Dataset records:
◇ ◇ ◇ ◇

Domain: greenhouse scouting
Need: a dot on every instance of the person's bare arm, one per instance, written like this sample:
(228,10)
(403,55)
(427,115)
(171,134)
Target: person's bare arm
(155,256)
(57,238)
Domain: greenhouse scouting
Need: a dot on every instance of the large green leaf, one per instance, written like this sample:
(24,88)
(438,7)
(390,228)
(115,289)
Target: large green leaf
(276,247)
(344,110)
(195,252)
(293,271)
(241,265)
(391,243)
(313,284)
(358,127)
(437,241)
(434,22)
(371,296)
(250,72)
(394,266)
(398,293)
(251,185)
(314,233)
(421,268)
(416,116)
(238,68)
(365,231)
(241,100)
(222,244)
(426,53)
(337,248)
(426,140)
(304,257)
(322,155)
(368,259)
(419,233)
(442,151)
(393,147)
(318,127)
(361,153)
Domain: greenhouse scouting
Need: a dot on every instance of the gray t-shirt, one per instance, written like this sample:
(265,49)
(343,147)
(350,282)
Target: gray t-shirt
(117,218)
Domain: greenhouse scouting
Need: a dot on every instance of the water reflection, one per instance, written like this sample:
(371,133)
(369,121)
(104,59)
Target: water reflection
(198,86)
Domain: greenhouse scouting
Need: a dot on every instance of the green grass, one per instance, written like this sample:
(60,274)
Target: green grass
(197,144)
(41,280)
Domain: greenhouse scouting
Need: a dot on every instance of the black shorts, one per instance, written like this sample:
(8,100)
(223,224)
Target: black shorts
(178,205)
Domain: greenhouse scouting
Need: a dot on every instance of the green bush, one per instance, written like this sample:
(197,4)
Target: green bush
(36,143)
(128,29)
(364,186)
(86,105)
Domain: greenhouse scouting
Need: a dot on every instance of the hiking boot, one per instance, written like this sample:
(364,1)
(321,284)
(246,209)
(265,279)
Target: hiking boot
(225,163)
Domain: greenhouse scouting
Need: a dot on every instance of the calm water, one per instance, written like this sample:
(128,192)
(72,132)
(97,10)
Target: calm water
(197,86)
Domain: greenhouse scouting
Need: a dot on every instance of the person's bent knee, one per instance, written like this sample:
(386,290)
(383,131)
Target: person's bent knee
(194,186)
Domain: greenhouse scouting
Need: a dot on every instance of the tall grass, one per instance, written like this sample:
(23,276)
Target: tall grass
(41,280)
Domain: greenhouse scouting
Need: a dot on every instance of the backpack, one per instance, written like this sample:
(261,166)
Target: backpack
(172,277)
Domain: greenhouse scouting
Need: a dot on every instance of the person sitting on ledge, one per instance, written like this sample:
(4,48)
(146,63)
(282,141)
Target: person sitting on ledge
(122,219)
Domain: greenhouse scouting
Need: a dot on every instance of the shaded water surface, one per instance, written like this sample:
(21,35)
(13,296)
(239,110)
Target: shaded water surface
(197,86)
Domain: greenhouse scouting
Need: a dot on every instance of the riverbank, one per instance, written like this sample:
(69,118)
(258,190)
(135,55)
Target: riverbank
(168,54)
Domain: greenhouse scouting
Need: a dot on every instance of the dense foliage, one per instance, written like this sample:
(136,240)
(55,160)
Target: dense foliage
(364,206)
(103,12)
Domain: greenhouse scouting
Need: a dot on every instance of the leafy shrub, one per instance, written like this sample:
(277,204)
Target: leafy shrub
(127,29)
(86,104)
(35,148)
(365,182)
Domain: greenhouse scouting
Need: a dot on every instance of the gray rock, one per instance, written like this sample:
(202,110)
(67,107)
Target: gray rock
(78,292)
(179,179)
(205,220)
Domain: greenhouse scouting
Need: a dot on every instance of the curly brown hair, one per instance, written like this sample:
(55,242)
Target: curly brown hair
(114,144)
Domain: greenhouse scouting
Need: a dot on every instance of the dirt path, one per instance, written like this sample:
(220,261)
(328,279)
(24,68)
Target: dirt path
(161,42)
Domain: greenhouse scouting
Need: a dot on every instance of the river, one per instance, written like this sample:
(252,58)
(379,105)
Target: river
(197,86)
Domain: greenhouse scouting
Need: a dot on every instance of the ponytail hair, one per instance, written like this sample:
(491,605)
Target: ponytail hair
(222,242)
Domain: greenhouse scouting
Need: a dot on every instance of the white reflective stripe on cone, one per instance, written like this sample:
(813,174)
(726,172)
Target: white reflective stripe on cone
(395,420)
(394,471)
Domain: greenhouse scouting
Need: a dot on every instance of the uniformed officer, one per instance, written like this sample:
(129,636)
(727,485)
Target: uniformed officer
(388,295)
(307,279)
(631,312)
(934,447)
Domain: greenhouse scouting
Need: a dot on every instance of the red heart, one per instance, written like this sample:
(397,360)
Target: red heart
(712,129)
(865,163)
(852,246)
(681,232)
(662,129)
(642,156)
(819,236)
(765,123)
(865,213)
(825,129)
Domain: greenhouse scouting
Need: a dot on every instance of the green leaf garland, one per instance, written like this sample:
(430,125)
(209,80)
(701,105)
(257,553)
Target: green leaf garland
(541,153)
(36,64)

◇ ◇ ◇ ◇

Return all of the entries exactly as they were supplied.

▸ **EXERCISE RESULT**:
Domain: greenhouse scouting
Need: a dot on every instance of the person's bare arm, one per instance, written like this sample:
(228,10)
(403,55)
(427,115)
(171,134)
Target: person's bare arm
(155,256)
(57,238)
Domain: greenhouse scouting
Need: a dot on every instance of the large green leaf, one per instance, written like this sample:
(24,88)
(438,7)
(390,228)
(115,289)
Target: large green leaf
(276,247)
(344,110)
(195,252)
(293,271)
(241,265)
(391,243)
(313,284)
(358,127)
(437,241)
(434,22)
(371,296)
(250,72)
(394,266)
(398,293)
(251,185)
(314,233)
(421,268)
(416,116)
(238,68)
(365,231)
(241,100)
(222,244)
(426,53)
(337,248)
(426,140)
(304,257)
(322,155)
(368,259)
(419,233)
(442,151)
(393,147)
(318,127)
(361,153)
Domain: greenhouse scouting
Need: a dot on every instance of the gray t-shirt, one per instance, written like this sample:
(265,49)
(343,147)
(350,282)
Target: gray t-shirt
(117,218)
Domain: greenhouse scouting
Need: a dot on every instance of the water reflection, one per instance, written like this sample:
(371,133)
(369,121)
(104,59)
Target: water reflection
(198,86)
Domain: greenhouse scouting
Need: a dot on every instance of the green grass, one per instance, written like this sample:
(60,274)
Target: green grass
(197,144)
(41,280)
Domain: greenhouse scouting
Need: a dot on every instance of the black shorts, one per instance, written like this sample:
(8,100)
(223,224)
Target: black shorts
(178,205)
Domain: greenhouse scouting
Need: a dot on every instance of the green bush, one per instance, written like this sample:
(197,4)
Target: green bush
(36,143)
(128,29)
(364,186)
(86,105)
Domain: greenhouse scouting
Need: a dot on every instance of the hiking boot, one per instance, written like this sample:
(364,1)
(321,284)
(246,209)
(265,279)
Target: hiking boot
(225,163)
Domain: greenhouse scouting
Need: a dot on every instance of the calm water, one per instance, written like this sample:
(128,192)
(72,132)
(97,10)
Target: calm water
(197,86)
Domain: greenhouse scouting
Need: a dot on every instance of the person's bent knee, one per instance, written like this sample:
(386,290)
(383,131)
Target: person's bent knee
(194,186)
Domain: greenhouse scouting
Need: a dot on every instance of the tall grass, one per instance, written like this sample:
(23,276)
Target: tall grass
(41,280)
Domain: greenhouse scouting
Need: a dot on every instance of the backpack, one per instance, written like this sample:
(261,166)
Target: backpack
(172,277)
Domain: greenhouse scouting
Need: a dot on every instance of the person sitting on ledge, one per instance, written like this sample:
(4,48)
(146,63)
(282,141)
Target: person sitting on ledge
(122,219)
Domain: greenhouse scouting
Need: a dot on every instance of the shaded water surface, one per instance, written like this sample:
(21,35)
(13,296)
(239,110)
Target: shaded water surface
(197,86)
Domain: greenhouse scouting
Need: a dot on every instance of the riverbank, one per instance, written like this sample:
(69,118)
(258,190)
(135,55)
Target: riverbank
(168,54)
Domain: greenhouse scouting
Need: a dot on every instance of the dense foliage, one per instance, written like this sample:
(136,240)
(55,160)
Target: dense foliage
(364,206)
(103,12)
Domain: greenhouse scouting
Need: a dot on every instance of the leafy shrub, one per instance, written like this sample:
(277,204)
Target: leafy shrub
(127,29)
(86,104)
(35,148)
(365,182)
Domain: greenhouse scouting
Need: a dot on every instance of the gray rock, one per instance, written like this sample:
(202,110)
(67,107)
Target: gray rock
(78,292)
(179,179)
(205,220)
Domain: greenhouse scouting
Need: a dot on every instance of the curly brown hair, one per instance, written like this sample:
(55,242)
Target: curly brown hair
(114,144)
Domain: greenhouse scouting
Need: a dot on every instance of the dirt path, one per instance, written like this sample:
(220,261)
(328,279)
(24,68)
Target: dirt path
(161,42)
Domain: greenhouse scouting
Need: a dot on every instance of the river, one per instance, written like this sample:
(252,58)
(379,105)
Target: river
(197,86)
Domain: greenhouse scouting
Need: a dot on every instance of the ponytail hair, one per instance, written like this sample:
(491,605)
Target: ponytail hair
(222,242)
Domain: greenhouse scouting
Need: a dot on every instance of the white reflective stripe on cone, one per instance, written like this sample:
(813,174)
(726,172)
Target: white reflective stripe on cone
(395,420)
(394,471)
Domain: greenhouse scouting
Need: a dot on every instance of the uniformed officer, one per instance, written like this sample:
(129,636)
(727,485)
Target: uniformed officer
(388,295)
(307,279)
(631,312)
(934,447)
Domain: greenhouse scouting
Need: a dot on every instance of the red heart, one per instance, written like this sample:
(397,360)
Target: red heart
(712,129)
(865,163)
(852,246)
(681,232)
(662,129)
(642,156)
(819,236)
(765,123)
(865,213)
(825,129)
Domain: greenhouse scouting
Need: a dot on every instance of the green leaf garland, one per instance, written like this sample:
(430,125)
(209,80)
(701,105)
(257,553)
Target: green leaf garland
(541,153)
(36,64)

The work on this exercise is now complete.